_Задание a_: Найдите в записях ниже все строки со словом «hood» и выпишите каждую из них.

_Исходный текст_:
::::::::
Создание динамической СХД по запросу пользователя

Для того чтобы пользовательская задача могла осуществлять ввод/вывод данных в специально созданную динамическую СХД необходимо перед запуском задачи оформить запрос на создание динамической СХД и настроить параметры обмена данными между создаваемой СХД и внешним окружением. Для этих целей необходимо добавить дополнительные поля в скрипт sbatch, применяемый для работы с планировщиком задач slurm (см. ниже п. 2-4):

#!/bin/bash

#### 1. SCHEDULER INITIATION
#
# request for 4 nodes
#SBATCH -N 4     
# request for 1 day and 3 hours of run time
#SBATCH -t 1-03:00:00

#### 2. STORAGE INITIATION
# Capacity of required storage and its type
#
# type=scratch,cached
# type=scratch means that data movement will be explicitly
# requested using DataWarp job script - only supported
# type=cached means that all movement
# of data between the instance and the PFS is done
# implicitly. The instance configuration and optional API
# can change the implicit behavior.
::::::::
_Фрагменты записей_:
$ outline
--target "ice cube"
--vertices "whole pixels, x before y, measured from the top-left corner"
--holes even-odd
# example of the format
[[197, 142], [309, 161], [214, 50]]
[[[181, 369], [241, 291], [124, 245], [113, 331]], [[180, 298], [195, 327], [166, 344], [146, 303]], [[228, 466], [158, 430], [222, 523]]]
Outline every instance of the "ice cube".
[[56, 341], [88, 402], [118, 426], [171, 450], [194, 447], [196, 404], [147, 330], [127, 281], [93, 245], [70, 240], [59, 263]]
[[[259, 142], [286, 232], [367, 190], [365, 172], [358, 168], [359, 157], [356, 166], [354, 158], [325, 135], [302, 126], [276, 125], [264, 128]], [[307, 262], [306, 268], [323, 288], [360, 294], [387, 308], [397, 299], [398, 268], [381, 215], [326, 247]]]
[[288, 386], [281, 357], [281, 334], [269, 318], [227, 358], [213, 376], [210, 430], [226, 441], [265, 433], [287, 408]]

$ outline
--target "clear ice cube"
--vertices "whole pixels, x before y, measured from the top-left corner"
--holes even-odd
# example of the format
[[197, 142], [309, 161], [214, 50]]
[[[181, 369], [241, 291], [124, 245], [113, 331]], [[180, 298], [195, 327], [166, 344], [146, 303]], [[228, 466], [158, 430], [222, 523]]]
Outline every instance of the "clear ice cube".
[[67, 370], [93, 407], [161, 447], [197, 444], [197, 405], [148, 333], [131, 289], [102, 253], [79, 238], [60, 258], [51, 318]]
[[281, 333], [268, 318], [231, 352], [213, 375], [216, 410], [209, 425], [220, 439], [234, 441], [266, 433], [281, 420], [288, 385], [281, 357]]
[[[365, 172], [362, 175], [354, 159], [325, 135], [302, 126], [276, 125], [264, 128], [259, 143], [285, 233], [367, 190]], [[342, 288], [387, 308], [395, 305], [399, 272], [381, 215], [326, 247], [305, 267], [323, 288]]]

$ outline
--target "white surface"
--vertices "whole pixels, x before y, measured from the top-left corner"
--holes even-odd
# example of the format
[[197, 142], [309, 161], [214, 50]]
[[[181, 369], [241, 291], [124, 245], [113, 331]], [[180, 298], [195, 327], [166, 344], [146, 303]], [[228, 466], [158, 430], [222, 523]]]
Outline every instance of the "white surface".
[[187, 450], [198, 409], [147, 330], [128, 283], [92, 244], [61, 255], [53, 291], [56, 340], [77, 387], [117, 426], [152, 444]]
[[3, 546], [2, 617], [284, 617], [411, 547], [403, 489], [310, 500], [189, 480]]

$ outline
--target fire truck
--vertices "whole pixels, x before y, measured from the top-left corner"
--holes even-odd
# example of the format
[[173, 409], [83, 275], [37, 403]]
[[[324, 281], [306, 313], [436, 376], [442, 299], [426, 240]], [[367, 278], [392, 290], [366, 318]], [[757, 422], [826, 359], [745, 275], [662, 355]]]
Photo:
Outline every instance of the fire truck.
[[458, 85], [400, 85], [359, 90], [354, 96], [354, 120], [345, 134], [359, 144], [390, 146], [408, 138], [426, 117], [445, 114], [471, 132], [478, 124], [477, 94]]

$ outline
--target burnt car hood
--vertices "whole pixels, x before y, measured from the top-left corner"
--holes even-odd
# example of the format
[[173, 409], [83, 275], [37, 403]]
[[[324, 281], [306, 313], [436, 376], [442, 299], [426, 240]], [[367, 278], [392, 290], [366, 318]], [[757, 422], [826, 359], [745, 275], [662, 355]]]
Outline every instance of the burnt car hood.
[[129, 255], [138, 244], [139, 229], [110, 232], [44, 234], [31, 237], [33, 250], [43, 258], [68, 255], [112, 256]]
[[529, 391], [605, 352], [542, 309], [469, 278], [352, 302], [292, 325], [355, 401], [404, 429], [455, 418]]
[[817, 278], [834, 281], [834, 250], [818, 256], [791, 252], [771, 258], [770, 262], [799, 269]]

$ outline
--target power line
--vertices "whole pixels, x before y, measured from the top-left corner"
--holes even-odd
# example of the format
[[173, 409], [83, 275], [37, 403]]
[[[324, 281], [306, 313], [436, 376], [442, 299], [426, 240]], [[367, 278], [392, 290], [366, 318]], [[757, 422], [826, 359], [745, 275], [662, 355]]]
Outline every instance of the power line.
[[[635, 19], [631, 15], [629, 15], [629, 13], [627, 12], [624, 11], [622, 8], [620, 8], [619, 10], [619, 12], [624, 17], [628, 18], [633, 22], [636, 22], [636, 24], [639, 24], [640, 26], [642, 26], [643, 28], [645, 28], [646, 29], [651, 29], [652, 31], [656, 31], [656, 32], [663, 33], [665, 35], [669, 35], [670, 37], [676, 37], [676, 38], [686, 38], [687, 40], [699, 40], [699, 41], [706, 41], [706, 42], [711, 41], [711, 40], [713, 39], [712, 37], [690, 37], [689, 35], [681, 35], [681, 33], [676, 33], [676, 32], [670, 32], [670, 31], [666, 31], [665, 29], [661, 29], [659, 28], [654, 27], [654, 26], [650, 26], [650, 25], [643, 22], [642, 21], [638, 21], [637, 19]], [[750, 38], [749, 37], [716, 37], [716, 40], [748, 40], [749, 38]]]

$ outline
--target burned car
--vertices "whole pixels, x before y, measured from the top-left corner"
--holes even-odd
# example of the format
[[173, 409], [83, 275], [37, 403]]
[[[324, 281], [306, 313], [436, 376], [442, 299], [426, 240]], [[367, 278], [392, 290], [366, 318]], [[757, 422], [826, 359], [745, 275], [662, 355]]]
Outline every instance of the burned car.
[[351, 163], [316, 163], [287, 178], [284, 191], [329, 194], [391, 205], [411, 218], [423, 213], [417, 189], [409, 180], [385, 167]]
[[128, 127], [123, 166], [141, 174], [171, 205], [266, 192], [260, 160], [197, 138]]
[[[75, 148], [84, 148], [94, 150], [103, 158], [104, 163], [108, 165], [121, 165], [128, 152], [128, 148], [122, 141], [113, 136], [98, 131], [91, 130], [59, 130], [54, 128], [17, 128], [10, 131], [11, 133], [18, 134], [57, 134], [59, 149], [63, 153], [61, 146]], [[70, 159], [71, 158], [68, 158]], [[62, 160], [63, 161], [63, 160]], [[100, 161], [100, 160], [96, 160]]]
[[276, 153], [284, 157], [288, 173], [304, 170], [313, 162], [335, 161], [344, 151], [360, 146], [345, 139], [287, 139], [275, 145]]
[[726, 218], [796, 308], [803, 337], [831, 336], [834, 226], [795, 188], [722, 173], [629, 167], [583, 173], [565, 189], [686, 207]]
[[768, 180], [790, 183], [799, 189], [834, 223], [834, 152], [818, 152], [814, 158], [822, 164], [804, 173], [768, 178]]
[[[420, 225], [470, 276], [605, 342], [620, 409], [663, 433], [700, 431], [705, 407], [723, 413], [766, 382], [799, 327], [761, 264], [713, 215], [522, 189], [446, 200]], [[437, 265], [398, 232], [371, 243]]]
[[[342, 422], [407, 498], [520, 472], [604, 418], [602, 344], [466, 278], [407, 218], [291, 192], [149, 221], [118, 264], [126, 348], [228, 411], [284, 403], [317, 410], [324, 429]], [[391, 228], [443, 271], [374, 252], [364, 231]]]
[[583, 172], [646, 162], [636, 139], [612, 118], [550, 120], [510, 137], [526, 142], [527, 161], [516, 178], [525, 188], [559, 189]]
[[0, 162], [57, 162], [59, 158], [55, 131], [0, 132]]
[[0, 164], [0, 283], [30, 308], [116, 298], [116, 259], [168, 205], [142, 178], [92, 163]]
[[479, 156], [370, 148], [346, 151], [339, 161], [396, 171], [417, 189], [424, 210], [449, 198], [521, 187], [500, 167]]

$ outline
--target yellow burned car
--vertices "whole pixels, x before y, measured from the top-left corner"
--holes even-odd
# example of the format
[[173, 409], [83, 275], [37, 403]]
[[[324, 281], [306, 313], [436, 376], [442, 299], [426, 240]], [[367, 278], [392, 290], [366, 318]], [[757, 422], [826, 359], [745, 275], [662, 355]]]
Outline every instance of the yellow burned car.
::::::::
_Задание b_: Продолжите текст о создании динамической СХД по запросу пользователя, начав сразу после его последней строки.

_Ответ a_:
--target burnt car hood
Outline every instance of the burnt car hood.

_Ответ b_:
#
# access_mode=striped,private,ldbalanced
# access_mode=striped means that individual files are
# striped across multiple DataWarp server nodes
# (aggregating both capacity and bandwidth per file) and
# are accessible by all compute nodes using the instance
#
# access_mode=private means that individual files reside
# on one DataWarp server node (aggregating both
# capacity and bandwidth per instance). For scratch
# instances the files are only accessible to the compute
# node that created them (e.g. like /tmp); for cached
# instances the files are accessible to all compute nodes
# (via the underlying PFS namespace) but there is no
# coherency between compute nodes or between compute
# nodes and the PFS. Private access is not supported for
# persistent instances because a persistent instance can be
# used by multiple jobs with different numbers of
# compute nodes.
#
# access_mode=ldbalanced means that individual
# files are replicated (read only) on multiple DataWarp
# server nodes (aggregating bandwidth but not capacity
# per instance) and compute nodes choose one of the
# replicas to use. Loadbalanced mode is useful when the
# files are not large enough to stripe across a sufficient
# number of nodes.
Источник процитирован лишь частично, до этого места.